■ **To-do list**
a: Copy the passage of the film festival article between "Festival chair Kim" and "downtown’s Granada Theater.", inclusive.
b: Reproduce only the lines of the records from the one containing "One keypoint belongs to every instance. Tag the dark" through the end of the records, requests included, and offset each coordinate in the answers by adding 83 to it.

**** Page excerpt

Poppy Jasper Film Festival earns rave reviews for first-time
event
More than a thousand attendees watched short films and schmoozed with California-based movie-makers at this weekend’s inaugural Poppy Jasper Film Festival.
Festival chair Kim Bush told audience members at Sunday’s award ceremony the festival made a small profit and will return in November 2005. Organizers anticipate the festival will become an annual event.
“We are in the black, and we’re most definitely going to be here next year,” Bush said with contagious enthusiasm.
More than 200 people attended Friday night’s opening kick-off that screened a selection of five “Jurors’s Choice” films at downtown’s Granada Theater.
Film critic James Quillinan, who runs the Q’s Reviews film commentary Web site (www.qsreviews.com), gave the festival’s kick-off films a positive review.
“We go to a lot of movies, and we never see (short films) like these,” he said in the lobby after the screening. “It’s really, really fun to find shorts to see that are really worth seeing.”
The Poppy Jasper Film Festival is named after the semi-precious gemstone unique to Morgan Hill. It focuses on short, independently made films. It especially encourages local would-be Steven Spielbergs to make documentaries and story-based movies focused on South Valley themes.
Sean Becker of Hollister, a film major graduate of San Jose State University, showed his film “PARALLEL/PARALLEL” on opening night. It is a split-screen glimpse at alternative realities set in a bizarre downtown San Jose where an immense “banana man” spins people into new reality options.
“I’ve been looking for something kind of short to do, and I thought I’d show two screens and kind of change reality and go from there,” he said.
On Saturday morning, several films made by local children under 18 were screened at the Morgan Hill Playhouse adjacent to the Community and Cultural Center.
Included in that category was “My Rice: The Beginning” by Live Oak High School seniors Marius Layus and Billy Wong, both 17. It is a comic action-adventure Chinese martial arts movie with a social message. Both boys wrote, directed, produced, videotaped, edited and starred in the production that received the festival’s Student Award.
“There’s a shortage of rice in China,” Wong said in describing the story. “I’m a special agent, and I come to America. I go to this guy’s house and steal his rice.”
Film moderator Neil Thomas said he was amazed at the variety of short movies submitted by the under 18s.

********
**** Extracted data

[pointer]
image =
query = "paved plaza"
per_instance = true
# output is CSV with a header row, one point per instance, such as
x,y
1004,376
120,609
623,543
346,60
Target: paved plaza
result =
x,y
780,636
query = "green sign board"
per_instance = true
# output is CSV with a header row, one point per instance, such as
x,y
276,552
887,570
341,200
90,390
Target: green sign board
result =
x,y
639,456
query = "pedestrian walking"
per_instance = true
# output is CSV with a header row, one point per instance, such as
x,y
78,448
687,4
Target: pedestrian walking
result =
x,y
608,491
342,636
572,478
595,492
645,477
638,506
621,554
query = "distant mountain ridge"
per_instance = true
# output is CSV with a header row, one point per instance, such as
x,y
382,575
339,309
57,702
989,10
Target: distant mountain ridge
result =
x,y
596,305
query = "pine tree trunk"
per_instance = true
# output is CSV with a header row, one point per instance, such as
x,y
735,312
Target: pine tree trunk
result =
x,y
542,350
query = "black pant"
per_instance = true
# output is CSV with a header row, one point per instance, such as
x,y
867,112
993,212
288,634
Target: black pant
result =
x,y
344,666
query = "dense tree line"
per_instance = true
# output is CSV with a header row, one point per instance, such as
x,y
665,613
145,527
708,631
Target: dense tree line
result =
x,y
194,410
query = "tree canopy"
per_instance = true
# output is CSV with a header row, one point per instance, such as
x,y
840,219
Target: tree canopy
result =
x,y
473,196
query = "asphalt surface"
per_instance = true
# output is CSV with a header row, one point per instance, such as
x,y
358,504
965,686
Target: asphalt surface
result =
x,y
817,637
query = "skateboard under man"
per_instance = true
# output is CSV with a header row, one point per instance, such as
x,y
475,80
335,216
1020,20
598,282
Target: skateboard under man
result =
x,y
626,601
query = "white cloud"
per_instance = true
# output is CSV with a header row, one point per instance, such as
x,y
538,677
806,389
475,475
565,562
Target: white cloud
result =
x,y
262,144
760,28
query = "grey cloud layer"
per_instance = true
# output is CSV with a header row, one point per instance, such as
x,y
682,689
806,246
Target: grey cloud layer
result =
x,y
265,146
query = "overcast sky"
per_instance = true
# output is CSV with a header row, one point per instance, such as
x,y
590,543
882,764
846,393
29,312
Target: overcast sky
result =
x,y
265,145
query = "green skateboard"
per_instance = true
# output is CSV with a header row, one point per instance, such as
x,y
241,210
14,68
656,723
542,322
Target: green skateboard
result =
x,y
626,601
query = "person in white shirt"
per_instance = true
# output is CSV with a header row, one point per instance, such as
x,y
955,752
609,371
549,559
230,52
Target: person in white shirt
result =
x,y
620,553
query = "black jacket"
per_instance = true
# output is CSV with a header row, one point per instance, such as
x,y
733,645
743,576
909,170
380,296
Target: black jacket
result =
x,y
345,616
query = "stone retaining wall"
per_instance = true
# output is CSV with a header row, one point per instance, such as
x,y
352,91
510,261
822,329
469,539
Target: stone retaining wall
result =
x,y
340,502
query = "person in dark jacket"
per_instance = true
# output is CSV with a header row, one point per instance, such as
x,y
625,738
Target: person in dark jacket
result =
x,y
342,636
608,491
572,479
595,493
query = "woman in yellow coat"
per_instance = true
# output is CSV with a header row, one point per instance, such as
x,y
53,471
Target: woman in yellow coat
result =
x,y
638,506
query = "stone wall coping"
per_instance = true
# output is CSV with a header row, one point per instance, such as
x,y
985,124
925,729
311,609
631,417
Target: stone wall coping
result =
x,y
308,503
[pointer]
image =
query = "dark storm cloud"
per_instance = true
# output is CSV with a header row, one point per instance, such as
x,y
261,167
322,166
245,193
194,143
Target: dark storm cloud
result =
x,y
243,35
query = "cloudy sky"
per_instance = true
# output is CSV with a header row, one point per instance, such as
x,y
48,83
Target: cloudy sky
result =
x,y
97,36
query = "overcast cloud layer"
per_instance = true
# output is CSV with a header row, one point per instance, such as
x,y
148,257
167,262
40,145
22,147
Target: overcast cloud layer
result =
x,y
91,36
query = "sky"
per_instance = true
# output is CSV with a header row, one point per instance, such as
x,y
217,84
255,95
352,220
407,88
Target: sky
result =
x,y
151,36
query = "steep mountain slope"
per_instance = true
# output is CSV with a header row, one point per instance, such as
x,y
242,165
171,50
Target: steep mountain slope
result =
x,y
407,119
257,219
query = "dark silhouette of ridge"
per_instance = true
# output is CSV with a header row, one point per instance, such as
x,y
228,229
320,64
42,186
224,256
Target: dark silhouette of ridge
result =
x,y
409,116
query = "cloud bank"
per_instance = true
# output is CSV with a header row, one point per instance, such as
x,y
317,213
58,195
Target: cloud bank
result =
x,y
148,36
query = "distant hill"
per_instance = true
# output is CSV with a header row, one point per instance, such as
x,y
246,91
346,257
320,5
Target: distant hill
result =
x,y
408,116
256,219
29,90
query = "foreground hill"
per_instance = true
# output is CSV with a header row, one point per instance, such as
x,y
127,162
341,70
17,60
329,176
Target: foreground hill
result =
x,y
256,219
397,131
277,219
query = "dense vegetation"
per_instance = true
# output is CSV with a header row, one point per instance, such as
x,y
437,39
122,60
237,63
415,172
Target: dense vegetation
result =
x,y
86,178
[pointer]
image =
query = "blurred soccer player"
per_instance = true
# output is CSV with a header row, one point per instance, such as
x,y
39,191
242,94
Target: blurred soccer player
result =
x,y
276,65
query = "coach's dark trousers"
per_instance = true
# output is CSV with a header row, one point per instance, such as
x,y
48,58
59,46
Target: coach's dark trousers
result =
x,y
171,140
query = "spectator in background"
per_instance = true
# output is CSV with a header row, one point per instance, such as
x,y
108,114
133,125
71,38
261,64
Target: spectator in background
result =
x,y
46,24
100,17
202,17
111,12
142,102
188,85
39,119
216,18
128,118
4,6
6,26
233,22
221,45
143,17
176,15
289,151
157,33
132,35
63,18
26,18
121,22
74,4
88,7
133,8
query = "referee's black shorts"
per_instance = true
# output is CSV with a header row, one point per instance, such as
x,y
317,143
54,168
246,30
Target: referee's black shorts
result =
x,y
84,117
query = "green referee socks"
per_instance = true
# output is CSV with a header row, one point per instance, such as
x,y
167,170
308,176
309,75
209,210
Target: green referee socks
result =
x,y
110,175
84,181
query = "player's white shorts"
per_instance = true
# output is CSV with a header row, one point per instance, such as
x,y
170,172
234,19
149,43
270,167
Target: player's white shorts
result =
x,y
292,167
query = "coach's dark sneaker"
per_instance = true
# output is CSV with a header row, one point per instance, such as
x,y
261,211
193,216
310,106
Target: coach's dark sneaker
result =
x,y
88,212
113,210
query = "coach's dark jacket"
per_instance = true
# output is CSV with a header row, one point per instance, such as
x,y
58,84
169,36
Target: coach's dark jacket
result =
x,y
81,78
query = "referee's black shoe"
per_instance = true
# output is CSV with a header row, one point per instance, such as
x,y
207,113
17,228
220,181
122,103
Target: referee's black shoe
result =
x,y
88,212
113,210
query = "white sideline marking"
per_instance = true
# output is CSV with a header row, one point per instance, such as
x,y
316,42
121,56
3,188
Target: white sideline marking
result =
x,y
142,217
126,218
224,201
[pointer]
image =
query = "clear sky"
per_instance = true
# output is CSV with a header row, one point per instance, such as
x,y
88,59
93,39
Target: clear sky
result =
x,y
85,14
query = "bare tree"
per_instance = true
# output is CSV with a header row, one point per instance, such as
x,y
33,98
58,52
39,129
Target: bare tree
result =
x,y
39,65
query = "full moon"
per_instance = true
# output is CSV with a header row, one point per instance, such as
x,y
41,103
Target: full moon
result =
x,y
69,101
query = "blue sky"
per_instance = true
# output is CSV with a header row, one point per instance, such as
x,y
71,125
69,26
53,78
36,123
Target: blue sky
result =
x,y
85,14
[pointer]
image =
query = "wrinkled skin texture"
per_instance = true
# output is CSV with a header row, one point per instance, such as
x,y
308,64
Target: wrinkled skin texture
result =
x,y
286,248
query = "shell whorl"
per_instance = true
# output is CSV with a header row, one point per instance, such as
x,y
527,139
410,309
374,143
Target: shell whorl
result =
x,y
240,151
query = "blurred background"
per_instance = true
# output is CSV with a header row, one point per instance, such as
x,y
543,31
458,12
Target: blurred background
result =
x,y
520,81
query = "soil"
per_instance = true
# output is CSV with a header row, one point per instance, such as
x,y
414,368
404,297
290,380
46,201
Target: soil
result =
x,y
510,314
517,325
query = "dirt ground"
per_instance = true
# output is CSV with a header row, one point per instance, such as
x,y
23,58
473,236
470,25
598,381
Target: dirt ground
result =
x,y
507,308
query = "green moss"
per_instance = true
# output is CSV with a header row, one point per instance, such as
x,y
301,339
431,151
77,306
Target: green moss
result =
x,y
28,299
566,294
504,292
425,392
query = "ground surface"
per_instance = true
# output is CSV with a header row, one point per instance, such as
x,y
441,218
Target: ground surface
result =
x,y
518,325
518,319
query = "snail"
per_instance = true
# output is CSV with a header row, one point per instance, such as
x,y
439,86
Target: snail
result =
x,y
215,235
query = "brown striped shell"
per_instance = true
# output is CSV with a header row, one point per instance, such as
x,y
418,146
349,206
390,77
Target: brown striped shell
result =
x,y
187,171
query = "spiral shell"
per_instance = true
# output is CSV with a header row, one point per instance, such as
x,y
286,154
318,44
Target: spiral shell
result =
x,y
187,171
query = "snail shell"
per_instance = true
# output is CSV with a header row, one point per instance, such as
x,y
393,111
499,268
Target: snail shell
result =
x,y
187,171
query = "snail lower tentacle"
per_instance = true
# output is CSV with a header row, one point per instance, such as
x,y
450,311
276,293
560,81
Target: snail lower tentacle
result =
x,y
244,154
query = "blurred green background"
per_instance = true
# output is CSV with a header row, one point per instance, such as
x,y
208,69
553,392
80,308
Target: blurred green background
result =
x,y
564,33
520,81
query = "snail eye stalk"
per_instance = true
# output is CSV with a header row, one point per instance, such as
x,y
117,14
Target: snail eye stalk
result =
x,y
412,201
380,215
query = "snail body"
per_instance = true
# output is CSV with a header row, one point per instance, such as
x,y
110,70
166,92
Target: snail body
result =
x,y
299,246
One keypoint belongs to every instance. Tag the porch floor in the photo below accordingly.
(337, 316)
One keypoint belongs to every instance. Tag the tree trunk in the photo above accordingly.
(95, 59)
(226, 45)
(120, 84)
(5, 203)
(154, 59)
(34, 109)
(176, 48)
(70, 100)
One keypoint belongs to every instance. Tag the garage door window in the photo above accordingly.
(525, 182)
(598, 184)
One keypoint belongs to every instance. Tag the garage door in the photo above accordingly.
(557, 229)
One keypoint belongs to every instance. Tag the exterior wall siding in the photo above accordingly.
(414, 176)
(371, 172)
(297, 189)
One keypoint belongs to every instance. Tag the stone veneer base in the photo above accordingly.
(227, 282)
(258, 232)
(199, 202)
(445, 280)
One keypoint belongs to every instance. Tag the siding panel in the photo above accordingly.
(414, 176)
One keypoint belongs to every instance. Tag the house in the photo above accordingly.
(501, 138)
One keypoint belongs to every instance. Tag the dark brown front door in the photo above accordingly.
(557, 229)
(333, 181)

********

■ **Answers for this exercise**
a:
Festival chair Kim Bush told audience members at Sunday’s award ceremony the festival made a small profit and will return in November 2005. Organizers anticipate the festival will become an annual event.
“We are in the black, and we’re most definitely going to be here next year,” Bush said with contagious enthusiasm.
More than 200 people attended Friday night’s opening kick-off that screened a selection of five “Jurors’s Choice” films at downtown’s Granada Theater.

b:
One keypoint belongs to every instance. Tag the dark brown front door in the photo above accordingly.
(640, 312)
(416, 264)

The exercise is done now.